TASK
The entries are to be output once more, word for word.

PROVIDED RECORDS section start

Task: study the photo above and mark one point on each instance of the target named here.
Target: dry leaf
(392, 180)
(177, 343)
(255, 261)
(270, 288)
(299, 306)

PROVIDED RECORDS section end

TASK OUTPUT
Task: study the photo above and mark one point on each instance of the target named here.
Target: dry leaf
(392, 180)
(177, 343)
(255, 261)
(270, 288)
(299, 306)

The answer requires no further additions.